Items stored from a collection

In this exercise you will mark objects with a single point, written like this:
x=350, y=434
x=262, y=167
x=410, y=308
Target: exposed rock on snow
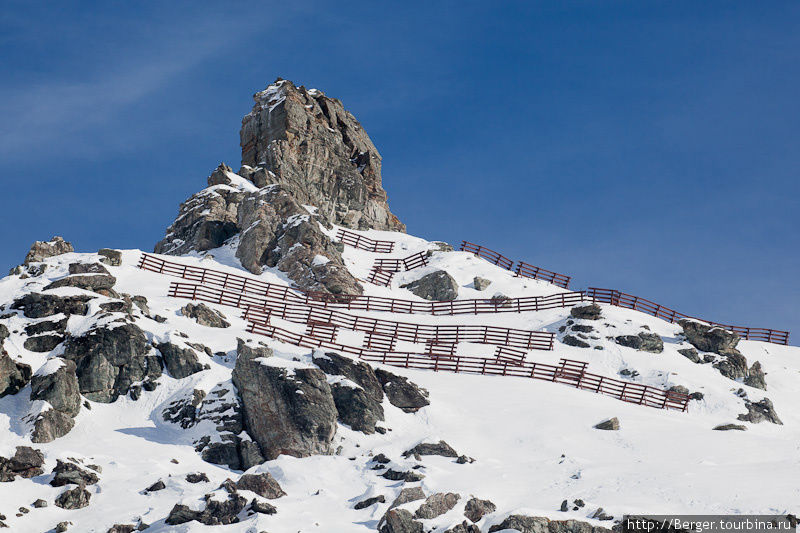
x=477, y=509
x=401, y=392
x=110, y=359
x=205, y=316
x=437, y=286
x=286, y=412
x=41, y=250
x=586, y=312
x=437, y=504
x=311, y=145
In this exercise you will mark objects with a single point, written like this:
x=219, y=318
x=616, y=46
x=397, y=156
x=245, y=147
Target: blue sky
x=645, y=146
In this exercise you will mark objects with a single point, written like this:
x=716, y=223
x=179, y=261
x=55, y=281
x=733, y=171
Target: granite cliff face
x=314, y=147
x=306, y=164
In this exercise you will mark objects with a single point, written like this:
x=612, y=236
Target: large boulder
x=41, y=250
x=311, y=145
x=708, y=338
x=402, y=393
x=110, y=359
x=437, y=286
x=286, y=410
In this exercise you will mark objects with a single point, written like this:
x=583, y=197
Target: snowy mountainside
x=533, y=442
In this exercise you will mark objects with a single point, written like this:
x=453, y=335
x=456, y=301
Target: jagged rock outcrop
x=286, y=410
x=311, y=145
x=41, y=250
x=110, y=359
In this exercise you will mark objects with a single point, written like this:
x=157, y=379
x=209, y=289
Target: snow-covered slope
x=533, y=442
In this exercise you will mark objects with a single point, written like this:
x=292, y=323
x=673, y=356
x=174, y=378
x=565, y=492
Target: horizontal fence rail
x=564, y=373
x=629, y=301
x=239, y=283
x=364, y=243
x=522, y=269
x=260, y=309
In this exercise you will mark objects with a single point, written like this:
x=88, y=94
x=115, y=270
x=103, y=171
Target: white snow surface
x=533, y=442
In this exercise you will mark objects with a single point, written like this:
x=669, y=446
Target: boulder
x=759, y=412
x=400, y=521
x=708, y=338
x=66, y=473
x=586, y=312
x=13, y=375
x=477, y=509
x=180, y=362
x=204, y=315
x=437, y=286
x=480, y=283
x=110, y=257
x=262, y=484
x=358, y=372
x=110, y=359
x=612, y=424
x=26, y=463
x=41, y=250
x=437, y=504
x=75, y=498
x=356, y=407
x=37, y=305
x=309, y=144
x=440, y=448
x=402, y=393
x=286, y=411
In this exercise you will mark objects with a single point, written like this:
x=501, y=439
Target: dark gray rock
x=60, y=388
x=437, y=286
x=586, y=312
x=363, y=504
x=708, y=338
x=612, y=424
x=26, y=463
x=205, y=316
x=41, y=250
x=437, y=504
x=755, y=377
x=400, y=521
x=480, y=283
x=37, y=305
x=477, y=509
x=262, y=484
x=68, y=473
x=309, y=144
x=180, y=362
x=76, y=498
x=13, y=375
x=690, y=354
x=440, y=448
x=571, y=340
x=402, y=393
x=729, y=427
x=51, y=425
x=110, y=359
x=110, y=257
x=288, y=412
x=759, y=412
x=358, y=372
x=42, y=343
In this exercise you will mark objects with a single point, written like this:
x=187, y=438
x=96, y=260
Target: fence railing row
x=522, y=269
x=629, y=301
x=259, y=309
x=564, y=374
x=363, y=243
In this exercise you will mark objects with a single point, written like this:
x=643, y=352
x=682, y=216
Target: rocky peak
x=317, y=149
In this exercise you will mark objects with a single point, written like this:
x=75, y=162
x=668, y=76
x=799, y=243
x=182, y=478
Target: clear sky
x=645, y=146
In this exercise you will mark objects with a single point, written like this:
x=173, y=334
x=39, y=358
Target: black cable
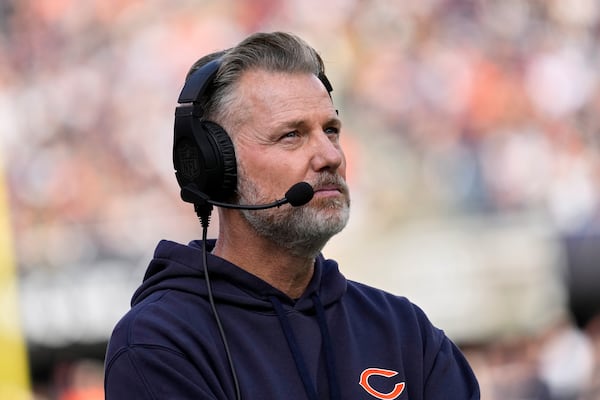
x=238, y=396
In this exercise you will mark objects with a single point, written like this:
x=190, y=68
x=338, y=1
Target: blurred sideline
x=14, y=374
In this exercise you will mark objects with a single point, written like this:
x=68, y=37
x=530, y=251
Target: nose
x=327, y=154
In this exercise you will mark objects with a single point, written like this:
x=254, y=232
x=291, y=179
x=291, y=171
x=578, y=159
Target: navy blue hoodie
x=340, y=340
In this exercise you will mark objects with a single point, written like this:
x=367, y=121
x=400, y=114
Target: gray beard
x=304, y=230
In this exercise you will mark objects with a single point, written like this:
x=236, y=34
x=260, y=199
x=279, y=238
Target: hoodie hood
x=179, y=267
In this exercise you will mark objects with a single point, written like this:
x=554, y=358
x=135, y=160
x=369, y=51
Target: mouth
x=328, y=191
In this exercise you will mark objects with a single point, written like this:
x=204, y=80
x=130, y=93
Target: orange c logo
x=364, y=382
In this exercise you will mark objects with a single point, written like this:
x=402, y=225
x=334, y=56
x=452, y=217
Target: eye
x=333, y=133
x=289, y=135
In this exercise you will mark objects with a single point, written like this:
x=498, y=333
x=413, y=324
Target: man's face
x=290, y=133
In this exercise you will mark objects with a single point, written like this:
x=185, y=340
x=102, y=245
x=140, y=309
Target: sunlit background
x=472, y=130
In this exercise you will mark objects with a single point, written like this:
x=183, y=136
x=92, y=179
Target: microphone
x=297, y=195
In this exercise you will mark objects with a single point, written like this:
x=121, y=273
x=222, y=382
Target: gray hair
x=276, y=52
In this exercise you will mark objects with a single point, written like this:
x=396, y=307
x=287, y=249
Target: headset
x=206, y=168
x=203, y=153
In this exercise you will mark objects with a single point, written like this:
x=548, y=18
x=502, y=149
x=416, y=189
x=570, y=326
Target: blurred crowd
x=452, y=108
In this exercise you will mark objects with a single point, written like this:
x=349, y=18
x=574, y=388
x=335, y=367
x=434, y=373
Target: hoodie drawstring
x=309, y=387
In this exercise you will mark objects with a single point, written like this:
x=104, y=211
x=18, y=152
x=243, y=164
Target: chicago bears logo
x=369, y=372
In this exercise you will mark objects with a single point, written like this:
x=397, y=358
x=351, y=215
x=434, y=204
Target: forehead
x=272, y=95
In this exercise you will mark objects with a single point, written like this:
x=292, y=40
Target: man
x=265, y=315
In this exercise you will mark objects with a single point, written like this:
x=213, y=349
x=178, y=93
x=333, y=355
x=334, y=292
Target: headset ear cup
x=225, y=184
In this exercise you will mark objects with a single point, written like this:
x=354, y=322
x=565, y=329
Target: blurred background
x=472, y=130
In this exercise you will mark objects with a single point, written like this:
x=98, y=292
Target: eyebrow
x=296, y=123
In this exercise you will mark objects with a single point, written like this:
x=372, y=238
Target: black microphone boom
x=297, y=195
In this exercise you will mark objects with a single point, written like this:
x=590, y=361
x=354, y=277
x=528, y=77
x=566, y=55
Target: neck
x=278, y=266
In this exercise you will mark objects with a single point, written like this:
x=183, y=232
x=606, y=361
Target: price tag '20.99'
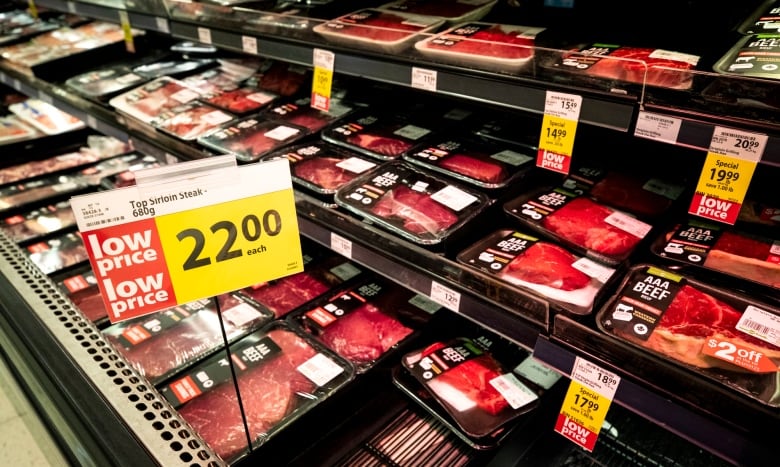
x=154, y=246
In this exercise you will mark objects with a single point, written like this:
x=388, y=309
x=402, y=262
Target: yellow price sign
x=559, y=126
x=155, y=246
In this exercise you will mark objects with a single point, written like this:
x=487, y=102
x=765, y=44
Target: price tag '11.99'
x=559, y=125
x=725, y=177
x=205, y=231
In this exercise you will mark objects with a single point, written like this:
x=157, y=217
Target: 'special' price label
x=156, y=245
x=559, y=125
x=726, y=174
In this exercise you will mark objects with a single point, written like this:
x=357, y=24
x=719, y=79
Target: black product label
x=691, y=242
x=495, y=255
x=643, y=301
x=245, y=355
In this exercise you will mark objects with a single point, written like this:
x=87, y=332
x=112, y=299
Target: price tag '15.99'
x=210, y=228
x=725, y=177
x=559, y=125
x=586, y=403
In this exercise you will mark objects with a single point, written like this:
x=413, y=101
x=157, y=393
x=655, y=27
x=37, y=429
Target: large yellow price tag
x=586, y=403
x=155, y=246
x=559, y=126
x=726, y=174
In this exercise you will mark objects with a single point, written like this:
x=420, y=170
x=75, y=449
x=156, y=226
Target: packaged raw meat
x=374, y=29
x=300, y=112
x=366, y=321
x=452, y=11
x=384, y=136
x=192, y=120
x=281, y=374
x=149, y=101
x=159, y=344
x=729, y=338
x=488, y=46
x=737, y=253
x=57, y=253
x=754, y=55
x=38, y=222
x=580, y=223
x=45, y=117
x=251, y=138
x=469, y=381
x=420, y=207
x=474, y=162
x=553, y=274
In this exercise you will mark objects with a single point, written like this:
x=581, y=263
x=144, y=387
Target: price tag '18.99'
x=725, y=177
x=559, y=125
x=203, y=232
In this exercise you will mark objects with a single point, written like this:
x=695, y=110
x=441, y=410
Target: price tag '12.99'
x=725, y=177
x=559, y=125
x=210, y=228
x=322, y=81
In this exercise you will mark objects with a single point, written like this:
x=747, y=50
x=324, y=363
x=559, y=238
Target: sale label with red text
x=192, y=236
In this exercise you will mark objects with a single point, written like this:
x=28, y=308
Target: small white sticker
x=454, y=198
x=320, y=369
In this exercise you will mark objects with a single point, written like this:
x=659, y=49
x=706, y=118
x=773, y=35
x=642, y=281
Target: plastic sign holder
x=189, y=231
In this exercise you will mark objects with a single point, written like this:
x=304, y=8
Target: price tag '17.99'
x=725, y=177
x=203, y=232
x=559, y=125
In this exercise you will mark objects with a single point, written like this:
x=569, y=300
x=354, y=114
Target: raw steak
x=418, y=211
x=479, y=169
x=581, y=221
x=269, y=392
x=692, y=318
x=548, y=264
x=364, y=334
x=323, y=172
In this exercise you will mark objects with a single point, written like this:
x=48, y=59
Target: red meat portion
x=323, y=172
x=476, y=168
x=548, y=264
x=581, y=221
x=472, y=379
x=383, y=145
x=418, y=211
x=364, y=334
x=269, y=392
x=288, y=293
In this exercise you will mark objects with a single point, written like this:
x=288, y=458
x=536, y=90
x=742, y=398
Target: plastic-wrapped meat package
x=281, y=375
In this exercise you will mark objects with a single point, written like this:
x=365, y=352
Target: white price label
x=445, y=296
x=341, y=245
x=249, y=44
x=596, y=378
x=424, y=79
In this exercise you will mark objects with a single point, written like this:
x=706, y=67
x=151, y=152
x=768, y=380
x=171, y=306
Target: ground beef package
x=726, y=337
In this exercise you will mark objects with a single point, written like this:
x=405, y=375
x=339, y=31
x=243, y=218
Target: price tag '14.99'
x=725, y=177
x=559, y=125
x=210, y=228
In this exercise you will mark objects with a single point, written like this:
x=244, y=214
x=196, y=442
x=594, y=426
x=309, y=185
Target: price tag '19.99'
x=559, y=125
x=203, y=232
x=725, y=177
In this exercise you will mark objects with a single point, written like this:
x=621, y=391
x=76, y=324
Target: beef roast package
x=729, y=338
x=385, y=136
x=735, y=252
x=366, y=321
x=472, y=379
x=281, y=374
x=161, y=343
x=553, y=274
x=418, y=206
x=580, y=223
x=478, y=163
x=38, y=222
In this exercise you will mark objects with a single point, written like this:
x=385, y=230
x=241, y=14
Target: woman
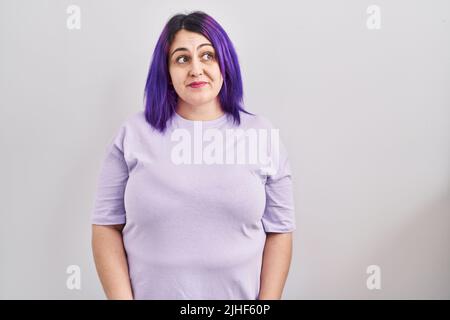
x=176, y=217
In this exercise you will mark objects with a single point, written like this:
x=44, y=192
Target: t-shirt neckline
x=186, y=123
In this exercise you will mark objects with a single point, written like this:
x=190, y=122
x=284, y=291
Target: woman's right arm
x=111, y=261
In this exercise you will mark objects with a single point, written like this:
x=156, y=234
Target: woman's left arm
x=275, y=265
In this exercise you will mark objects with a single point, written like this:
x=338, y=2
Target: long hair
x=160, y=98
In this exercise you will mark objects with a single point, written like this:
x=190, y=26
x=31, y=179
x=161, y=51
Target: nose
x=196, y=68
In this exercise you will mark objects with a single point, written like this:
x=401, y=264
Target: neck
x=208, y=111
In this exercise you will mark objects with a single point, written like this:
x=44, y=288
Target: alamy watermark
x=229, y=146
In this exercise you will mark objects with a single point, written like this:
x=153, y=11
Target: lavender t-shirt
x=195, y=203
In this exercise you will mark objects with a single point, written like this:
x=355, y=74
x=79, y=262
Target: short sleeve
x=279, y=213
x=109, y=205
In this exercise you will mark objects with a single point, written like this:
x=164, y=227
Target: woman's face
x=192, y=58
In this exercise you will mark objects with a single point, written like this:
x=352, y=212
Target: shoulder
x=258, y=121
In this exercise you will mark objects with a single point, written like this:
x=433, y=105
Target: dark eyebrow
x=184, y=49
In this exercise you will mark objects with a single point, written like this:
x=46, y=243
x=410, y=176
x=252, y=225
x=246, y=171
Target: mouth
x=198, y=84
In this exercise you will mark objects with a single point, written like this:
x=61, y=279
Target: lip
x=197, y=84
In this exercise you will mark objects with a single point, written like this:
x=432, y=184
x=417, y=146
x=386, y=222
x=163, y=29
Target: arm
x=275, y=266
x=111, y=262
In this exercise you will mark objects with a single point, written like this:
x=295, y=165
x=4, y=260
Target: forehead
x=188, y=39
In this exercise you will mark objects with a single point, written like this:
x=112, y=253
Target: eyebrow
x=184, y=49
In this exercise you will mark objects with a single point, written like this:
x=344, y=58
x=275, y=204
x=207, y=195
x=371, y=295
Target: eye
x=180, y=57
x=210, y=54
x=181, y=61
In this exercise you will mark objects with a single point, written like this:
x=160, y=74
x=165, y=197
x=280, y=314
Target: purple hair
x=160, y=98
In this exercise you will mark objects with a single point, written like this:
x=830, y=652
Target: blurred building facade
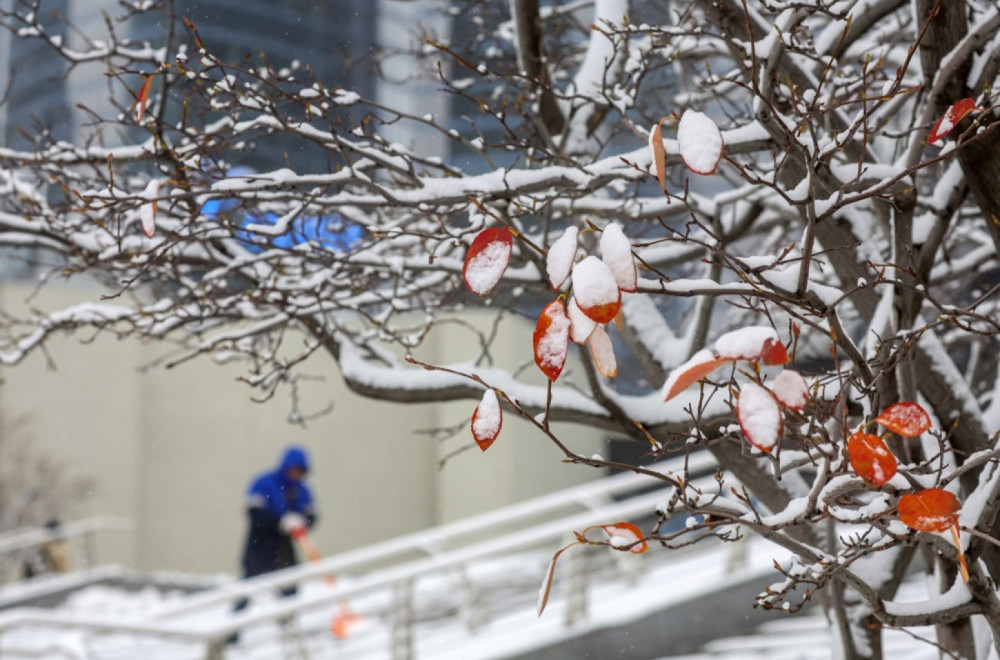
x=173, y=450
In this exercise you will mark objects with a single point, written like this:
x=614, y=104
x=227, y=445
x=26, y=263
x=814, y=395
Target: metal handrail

Problem statement
Please copy the records from their start through the line holding "x=260, y=309", inclusive, renaming each "Target" as "Object" and keeping everything else the same. Leave the pictures out of your copy.

Exercise solution
In this exercise you will mark objects with a single point, written like this:
x=350, y=434
x=262, y=167
x=410, y=308
Object: exposed rock on snow
x=477, y=509
x=401, y=392
x=110, y=359
x=205, y=316
x=437, y=286
x=286, y=412
x=41, y=250
x=586, y=312
x=437, y=504
x=311, y=145
In this exercise you will mark objects with a single point, written like this:
x=219, y=318
x=616, y=46
x=397, y=156
x=245, y=147
Object: blue sky
x=645, y=146
In this exercise you will mark objects with a single point, written like this:
x=716, y=223
x=179, y=261
x=55, y=281
x=733, y=171
Object: granite cliff face
x=314, y=147
x=306, y=164
In this exercise you will mark objects with a single point, written like this:
x=612, y=236
Object: large boulder
x=41, y=250
x=311, y=145
x=708, y=338
x=402, y=393
x=110, y=359
x=437, y=286
x=286, y=410
In this exercise you will mark objects with a single point, written like this:
x=583, y=197
Object: snowy mountainside
x=533, y=442
In this exercise you will mark objects with a single point, written like this:
x=453, y=335
x=456, y=301
Object: jagged rock outcrop
x=286, y=410
x=311, y=145
x=41, y=250
x=110, y=359
In this exercise you will mark objects with a single point, written like this:
x=157, y=379
x=209, y=289
Object: snow-covered slope
x=533, y=442
In this exercise you will mark objects with a single point, written like this:
x=292, y=323
x=673, y=356
x=174, y=378
x=565, y=492
Object: horizontal fence rail
x=564, y=373
x=629, y=301
x=239, y=283
x=364, y=243
x=522, y=269
x=260, y=309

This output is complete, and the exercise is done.